> **Excerpt**

Tel: 020 8358 3731 www.sossen.org.uk

 

Reading Mencap Family Advisers can also help.  

Please ring 0118 9662518 during office hours 9.30am to 1.30pm Monday to Friday.

 

Local Offer

The Local Offer is a guide to the services in Reading available for children and young people with special educational needs (SEN) and disabilities aged from birth to 25. 

You can access information about the Local Offer through the Reading Services Guide. Local Offer puts services all in one place, including information on education, health and social care, leisure and more. You can also find information about holiday clubs, short breaks, activities, support services, childcare and news.

 

Further Education, Training and Employment 

Reading College can provide a range of support for learners with disabilities. 

This includes support for students with autistic spectrum disorders, ADHD, students with mobility difficulties, hearing impairments, visual impairments and speech impairments. They also work with students with long-term medical conditions and mental health difficulties. 

Adviza - Independent Support 

Monday to Friday 9am - 5pm & at other times by special arrangement 

Adviza Berkshire provides information, advice and guidance to 13 to 19-year-olds (and up to 25 with learning difficulties or disabilities) to help them progress successfully into education, employment and training. Adviza Berkshire works in Reading and West Berkshire. For more information contact Adviza on 0118 402 7177 or email independentsupport@adviza.org.uk

Adviza - Lucky Break Mentoring 

Are you worried or unsure about what to do when you leave education? 

If so then a mentor could help you!

> **Information**
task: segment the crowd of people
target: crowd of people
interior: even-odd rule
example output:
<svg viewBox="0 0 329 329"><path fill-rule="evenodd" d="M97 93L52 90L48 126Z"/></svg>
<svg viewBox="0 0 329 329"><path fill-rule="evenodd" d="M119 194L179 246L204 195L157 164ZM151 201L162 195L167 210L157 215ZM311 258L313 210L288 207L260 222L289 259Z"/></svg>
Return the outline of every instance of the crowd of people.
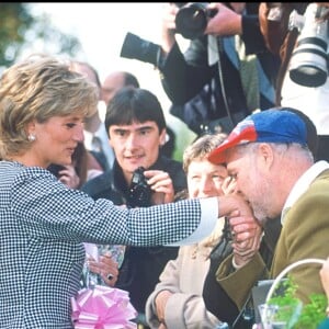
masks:
<svg viewBox="0 0 329 329"><path fill-rule="evenodd" d="M203 3L182 53L189 5L163 5L155 63L169 111L197 134L181 160L132 72L102 83L89 63L42 54L3 71L1 328L75 328L71 298L102 285L128 292L136 328L251 329L259 282L305 259L322 265L291 271L295 296L329 300L328 84L290 94L288 78L300 31L286 18L310 9ZM329 328L321 313L315 329Z"/></svg>

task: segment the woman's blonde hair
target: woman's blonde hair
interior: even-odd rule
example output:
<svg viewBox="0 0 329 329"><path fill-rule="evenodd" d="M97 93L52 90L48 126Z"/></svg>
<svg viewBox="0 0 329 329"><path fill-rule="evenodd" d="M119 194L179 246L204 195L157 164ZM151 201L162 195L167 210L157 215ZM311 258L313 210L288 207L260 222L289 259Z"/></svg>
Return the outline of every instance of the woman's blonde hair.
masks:
<svg viewBox="0 0 329 329"><path fill-rule="evenodd" d="M69 64L47 55L33 55L8 68L0 80L0 157L30 148L26 126L53 116L97 111L98 91Z"/></svg>
<svg viewBox="0 0 329 329"><path fill-rule="evenodd" d="M185 173L188 173L189 166L192 161L205 159L226 137L227 135L224 133L206 134L189 145L183 154L183 169Z"/></svg>

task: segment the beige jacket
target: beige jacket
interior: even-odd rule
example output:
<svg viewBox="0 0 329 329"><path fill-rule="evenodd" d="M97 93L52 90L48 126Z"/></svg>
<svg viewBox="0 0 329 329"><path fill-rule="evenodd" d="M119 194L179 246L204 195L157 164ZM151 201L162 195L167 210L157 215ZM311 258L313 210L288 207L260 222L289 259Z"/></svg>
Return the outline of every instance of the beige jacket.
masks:
<svg viewBox="0 0 329 329"><path fill-rule="evenodd" d="M215 231L222 234L224 220L218 222ZM155 298L162 290L173 293L164 311L167 329L214 329L220 324L207 311L202 298L204 280L209 269L208 256L219 238L220 235L214 232L212 237L197 245L181 247L178 258L167 263L160 275L160 282L146 303L146 319L151 329L160 325Z"/></svg>

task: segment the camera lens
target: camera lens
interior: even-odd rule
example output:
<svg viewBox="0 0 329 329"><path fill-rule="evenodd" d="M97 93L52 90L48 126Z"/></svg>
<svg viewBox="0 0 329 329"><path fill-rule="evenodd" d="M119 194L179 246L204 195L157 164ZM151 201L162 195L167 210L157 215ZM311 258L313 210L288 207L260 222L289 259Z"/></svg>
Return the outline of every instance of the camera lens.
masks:
<svg viewBox="0 0 329 329"><path fill-rule="evenodd" d="M175 15L175 29L185 38L193 39L203 35L207 23L207 2L190 2Z"/></svg>

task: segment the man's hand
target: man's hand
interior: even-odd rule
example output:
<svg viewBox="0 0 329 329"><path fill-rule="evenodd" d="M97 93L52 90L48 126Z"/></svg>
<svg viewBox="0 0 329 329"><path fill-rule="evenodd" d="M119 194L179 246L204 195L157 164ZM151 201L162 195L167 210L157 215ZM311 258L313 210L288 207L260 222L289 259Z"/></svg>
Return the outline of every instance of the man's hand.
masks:
<svg viewBox="0 0 329 329"><path fill-rule="evenodd" d="M237 2L237 4L242 2ZM213 34L218 36L230 36L242 34L242 16L241 9L229 9L220 2L211 3L207 9L217 10L217 13L208 21L205 34Z"/></svg>
<svg viewBox="0 0 329 329"><path fill-rule="evenodd" d="M258 252L263 230L252 216L232 216L229 224L234 236L234 263L240 268Z"/></svg>

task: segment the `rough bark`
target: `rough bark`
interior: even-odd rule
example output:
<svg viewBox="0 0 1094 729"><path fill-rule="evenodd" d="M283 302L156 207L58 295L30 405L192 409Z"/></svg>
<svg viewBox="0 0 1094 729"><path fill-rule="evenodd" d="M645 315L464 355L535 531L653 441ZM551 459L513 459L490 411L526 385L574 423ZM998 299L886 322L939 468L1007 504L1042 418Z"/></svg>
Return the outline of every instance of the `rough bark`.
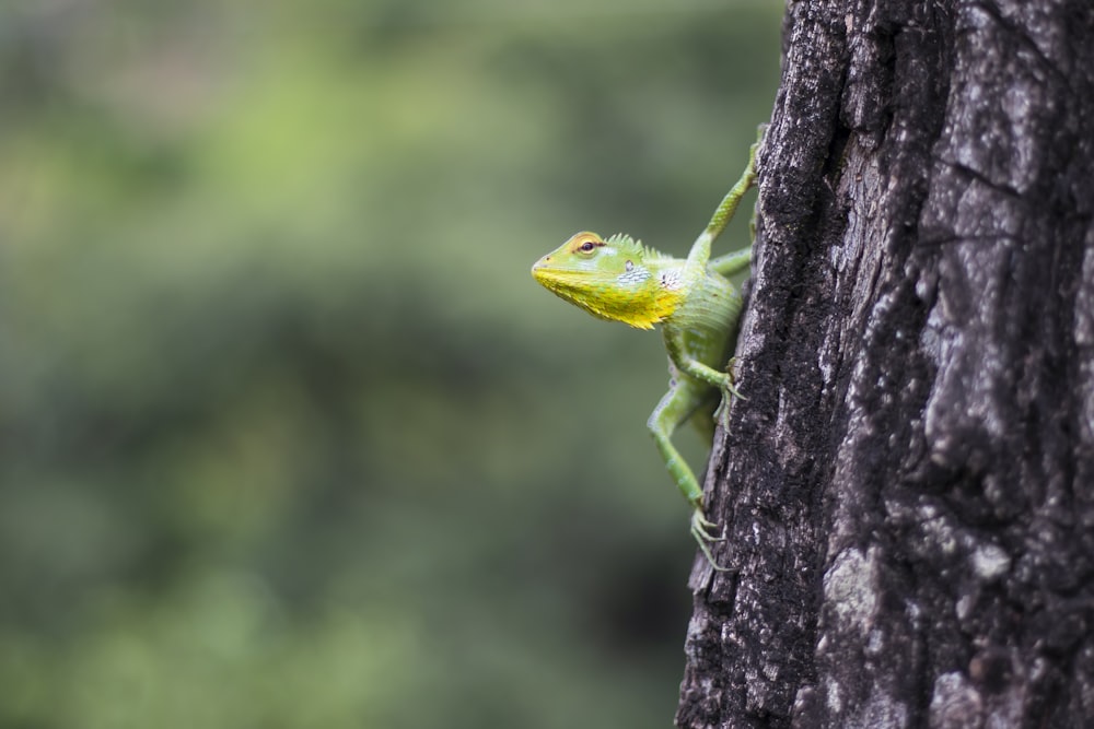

> **Task**
Answer these questions using the excerpt on support services in Reading:
1. During what hours can Reading Mencap Family Advisers be reached by telephone?
2. What age range does the Local Offer cover?
3. In which two areas does Adviza Berkshire work?
The records are not required for the task on the excerpt.

> **Answer space**
1. From 9.30am to 1.30pm, Monday to Friday.
2. From birth to 25.
3. Reading and West Berkshire.